Ningún camino que valga la pena se hace sin esfuerzo, pero necesitamos un Norte, un destino. Si el Norte de nuestra vida es encontrarnos con Jesús de Nazaret, con el Dios encarnado en la intimidad de nuestra alma, la respiración nos irá conduciendo hacia el Señor. Día a día, paso a paso, ella será como una aliada, como nuestra guía hacia la morada interior del Padre. Desde la fidelidad por el Señor, desde nuestra alianza con Él, podemos ir avanzando en el seguimiento de sus huellas hacia lo más profundo de nuestra interioridad.

TAREAS POR REALIZAR:
**1.** Según el fragmento, ¿qué nos irá conduciendo hacia el Señor?
**2.** Indique si cada afirmación concuerda con el fragmento y cite las palabras que lo deciden: (a) Los caminos que valen la pena se recorren sin esfuerzo. (b) La respiración será como una aliada. (c) Se puede avanzar desde la fidelidad por el Señor.
Los datos proceden de una fuente distinta a la del fragmento.

DATOS PROPORCIONADOS:
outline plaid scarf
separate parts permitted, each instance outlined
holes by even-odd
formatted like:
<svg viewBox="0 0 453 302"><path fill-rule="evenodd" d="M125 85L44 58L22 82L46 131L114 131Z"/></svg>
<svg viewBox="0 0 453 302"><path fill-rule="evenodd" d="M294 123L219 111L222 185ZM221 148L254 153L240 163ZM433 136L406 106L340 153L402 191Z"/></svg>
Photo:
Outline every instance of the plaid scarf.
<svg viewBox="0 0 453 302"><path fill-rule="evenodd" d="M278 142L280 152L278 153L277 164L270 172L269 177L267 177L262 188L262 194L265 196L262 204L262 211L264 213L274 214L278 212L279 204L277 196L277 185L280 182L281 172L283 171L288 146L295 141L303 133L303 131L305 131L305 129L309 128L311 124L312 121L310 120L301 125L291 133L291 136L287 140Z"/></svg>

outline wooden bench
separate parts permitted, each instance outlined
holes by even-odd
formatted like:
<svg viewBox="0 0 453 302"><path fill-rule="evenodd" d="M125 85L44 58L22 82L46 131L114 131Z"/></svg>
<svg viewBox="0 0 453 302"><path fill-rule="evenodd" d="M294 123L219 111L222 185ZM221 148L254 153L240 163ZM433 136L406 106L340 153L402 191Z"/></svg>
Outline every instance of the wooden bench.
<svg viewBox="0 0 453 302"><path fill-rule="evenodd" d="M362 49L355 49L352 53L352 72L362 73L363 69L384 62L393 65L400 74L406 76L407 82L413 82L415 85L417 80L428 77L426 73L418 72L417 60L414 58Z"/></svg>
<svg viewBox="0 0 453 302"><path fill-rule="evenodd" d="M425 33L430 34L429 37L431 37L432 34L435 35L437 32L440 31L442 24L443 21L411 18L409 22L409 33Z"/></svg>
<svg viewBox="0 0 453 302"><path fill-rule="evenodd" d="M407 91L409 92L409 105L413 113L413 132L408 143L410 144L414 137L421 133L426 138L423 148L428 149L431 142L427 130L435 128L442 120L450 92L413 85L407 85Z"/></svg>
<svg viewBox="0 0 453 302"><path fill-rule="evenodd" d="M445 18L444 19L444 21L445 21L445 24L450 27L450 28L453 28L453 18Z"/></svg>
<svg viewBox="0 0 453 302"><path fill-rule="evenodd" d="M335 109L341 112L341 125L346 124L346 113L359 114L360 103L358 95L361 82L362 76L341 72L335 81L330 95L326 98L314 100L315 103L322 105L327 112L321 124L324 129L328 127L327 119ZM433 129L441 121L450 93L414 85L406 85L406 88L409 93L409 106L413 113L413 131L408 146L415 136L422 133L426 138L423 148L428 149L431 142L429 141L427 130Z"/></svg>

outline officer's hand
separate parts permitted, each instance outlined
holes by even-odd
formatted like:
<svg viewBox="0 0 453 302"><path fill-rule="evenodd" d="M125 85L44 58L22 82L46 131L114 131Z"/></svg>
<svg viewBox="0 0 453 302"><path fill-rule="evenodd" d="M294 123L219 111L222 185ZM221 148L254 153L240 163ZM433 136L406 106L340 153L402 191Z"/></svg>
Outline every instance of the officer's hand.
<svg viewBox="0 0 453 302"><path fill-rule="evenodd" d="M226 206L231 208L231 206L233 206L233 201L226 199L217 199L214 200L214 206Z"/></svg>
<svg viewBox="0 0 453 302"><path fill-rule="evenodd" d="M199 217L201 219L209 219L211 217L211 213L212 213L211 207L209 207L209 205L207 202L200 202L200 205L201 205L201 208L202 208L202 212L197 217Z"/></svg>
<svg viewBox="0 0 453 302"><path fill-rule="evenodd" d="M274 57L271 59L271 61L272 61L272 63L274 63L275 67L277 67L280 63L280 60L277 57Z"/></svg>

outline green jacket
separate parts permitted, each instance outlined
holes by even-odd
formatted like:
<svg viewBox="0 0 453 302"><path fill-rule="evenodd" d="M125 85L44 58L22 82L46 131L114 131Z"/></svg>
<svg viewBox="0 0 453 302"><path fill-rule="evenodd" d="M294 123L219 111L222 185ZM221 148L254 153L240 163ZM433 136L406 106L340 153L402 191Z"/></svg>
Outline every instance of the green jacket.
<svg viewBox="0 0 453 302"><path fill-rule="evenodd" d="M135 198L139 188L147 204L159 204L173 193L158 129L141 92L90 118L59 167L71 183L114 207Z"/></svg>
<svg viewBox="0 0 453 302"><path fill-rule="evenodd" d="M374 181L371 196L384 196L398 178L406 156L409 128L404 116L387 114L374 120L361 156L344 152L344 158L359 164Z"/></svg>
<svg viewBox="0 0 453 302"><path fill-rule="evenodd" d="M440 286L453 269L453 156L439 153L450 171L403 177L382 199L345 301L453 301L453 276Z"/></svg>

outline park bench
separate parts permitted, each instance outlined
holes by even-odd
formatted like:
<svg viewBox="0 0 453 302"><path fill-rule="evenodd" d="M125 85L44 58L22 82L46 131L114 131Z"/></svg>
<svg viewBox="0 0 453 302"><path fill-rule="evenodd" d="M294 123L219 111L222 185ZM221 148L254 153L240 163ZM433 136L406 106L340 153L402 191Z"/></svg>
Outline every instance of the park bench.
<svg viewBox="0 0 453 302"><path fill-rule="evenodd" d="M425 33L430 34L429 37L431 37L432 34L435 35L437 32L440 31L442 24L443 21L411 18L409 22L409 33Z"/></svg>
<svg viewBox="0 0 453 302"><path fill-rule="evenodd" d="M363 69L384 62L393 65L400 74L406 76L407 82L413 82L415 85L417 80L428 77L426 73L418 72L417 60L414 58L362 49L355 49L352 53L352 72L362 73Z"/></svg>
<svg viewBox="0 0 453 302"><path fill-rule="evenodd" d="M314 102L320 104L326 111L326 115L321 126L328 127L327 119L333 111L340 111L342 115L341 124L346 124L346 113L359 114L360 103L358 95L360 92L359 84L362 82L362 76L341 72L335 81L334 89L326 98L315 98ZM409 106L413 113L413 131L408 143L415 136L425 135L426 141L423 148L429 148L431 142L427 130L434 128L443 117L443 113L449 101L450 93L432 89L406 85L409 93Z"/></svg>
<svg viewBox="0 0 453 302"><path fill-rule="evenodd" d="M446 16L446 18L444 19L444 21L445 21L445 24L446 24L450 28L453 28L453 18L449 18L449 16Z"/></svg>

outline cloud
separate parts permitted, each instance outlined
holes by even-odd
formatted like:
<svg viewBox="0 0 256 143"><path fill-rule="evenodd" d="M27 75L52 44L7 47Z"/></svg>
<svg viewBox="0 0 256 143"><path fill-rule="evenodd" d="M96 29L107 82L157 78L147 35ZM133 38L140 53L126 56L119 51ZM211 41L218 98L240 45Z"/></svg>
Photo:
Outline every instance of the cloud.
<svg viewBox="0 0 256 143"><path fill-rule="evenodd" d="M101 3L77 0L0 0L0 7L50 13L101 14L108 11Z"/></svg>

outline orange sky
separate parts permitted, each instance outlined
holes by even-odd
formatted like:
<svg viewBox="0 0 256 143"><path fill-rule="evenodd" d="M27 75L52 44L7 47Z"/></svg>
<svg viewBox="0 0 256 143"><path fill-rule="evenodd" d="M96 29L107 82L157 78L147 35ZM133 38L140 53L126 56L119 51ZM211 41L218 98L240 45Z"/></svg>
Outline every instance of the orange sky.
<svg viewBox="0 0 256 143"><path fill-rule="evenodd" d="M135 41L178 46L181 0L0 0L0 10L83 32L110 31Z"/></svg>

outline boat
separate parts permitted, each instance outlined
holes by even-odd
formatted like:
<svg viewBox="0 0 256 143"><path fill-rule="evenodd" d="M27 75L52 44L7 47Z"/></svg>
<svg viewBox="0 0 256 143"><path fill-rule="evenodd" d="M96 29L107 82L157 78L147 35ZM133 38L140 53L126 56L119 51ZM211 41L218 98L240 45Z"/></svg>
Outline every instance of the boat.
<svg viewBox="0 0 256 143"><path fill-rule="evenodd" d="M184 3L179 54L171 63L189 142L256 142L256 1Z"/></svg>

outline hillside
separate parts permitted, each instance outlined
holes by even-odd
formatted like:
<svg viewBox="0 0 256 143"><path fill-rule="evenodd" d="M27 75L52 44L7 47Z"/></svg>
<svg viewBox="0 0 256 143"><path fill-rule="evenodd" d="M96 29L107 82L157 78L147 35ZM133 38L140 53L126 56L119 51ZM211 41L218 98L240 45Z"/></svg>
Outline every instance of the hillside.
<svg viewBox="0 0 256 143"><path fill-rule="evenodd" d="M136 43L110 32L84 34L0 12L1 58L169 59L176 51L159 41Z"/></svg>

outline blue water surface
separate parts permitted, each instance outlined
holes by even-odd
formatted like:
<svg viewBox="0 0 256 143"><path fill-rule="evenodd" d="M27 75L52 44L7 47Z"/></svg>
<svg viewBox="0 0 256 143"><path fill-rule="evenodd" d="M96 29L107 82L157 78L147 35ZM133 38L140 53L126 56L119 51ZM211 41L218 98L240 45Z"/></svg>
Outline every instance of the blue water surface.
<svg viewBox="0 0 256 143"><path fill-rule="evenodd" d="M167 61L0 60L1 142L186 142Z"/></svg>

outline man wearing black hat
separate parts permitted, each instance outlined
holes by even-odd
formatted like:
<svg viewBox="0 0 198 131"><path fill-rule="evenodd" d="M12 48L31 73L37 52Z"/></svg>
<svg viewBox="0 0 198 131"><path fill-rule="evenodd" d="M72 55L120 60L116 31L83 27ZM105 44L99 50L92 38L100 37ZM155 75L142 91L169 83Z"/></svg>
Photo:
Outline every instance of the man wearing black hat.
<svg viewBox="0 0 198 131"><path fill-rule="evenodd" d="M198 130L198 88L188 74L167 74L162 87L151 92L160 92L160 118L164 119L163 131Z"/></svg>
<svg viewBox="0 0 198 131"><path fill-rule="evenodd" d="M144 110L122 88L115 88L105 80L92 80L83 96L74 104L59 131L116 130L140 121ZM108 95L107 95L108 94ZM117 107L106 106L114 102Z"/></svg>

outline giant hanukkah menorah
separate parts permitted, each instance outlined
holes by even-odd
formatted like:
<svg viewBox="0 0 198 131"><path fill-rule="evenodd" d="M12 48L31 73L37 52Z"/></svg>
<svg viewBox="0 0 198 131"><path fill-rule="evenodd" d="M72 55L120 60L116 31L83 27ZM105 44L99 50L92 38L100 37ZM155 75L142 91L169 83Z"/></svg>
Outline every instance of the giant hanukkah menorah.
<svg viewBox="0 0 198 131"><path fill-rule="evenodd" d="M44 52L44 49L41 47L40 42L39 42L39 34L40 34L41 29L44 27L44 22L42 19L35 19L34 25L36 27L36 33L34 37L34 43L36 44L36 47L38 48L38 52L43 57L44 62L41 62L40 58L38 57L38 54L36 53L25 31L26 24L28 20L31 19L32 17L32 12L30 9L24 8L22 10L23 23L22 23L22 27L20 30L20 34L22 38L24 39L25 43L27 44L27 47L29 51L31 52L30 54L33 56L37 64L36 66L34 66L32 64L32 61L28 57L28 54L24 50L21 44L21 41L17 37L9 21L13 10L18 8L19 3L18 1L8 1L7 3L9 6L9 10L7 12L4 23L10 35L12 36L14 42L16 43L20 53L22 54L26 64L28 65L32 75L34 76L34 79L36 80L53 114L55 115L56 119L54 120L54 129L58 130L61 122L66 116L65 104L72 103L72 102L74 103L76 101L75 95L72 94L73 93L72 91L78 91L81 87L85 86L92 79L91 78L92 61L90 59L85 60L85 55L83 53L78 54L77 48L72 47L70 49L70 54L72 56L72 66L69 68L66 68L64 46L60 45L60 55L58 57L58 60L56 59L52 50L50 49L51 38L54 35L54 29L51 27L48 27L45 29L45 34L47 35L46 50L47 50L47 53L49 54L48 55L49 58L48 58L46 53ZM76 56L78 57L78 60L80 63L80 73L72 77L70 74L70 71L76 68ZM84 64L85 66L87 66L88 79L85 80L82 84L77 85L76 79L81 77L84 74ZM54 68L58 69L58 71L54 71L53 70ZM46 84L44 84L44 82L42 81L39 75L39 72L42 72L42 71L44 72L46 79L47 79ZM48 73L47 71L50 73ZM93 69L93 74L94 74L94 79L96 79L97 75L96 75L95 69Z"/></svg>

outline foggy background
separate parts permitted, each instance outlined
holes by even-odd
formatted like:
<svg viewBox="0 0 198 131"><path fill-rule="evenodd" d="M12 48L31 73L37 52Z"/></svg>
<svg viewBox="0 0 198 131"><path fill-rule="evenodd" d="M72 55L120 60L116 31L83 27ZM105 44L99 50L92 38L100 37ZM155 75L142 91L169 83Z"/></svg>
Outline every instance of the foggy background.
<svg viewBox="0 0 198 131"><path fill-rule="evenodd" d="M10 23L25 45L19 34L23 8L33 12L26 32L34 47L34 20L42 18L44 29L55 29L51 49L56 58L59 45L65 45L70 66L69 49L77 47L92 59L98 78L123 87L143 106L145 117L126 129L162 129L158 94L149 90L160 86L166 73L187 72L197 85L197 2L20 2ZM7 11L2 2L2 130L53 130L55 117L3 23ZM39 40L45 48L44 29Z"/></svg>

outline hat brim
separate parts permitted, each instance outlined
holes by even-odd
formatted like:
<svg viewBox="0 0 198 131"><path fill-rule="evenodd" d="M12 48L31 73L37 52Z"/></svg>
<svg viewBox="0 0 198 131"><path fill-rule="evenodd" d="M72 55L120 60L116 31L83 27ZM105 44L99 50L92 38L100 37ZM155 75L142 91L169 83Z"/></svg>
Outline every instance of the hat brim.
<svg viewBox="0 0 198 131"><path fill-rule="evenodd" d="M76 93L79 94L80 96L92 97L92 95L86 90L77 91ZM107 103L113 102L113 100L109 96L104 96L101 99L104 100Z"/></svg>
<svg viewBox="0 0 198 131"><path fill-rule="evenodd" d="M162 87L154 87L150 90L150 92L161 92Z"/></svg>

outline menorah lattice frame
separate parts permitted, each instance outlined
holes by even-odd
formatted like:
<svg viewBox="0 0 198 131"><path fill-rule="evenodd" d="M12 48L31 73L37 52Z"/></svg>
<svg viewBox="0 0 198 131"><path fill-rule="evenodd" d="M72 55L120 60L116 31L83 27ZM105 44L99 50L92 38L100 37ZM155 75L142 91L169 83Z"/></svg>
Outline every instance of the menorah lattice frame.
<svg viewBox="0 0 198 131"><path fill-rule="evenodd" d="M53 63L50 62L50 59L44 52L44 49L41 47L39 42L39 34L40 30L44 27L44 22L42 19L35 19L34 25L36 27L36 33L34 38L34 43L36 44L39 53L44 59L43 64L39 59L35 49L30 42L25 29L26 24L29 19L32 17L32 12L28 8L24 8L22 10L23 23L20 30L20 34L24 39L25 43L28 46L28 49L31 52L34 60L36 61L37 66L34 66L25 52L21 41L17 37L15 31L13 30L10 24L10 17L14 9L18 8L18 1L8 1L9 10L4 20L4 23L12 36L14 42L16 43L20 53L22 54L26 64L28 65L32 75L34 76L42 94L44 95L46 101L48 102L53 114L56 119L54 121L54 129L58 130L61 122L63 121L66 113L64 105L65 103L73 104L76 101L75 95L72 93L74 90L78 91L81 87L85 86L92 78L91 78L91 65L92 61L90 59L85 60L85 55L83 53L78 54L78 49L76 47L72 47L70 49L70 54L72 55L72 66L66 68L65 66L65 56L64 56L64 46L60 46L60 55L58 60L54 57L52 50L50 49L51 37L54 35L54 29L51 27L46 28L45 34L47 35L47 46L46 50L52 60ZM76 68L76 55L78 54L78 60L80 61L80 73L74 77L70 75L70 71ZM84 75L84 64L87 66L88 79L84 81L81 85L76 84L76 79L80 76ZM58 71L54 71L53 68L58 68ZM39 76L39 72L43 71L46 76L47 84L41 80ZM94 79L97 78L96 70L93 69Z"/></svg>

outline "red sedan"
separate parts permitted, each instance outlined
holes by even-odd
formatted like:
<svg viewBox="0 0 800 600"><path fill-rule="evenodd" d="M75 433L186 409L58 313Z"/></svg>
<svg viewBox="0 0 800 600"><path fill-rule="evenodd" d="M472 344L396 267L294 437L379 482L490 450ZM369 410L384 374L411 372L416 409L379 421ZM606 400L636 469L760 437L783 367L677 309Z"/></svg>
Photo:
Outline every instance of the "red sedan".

RESPUESTAS FINALES:
**1.** La respiración.

**2.**
(a) No: «Ningún camino que valga la pena se hace sin esfuerzo».
(b) Sí: «ella será como una aliada».
(c) Sí: «Desde la fidelidad por el Señor, desde nuestra alianza con Él, podemos ir avanzando».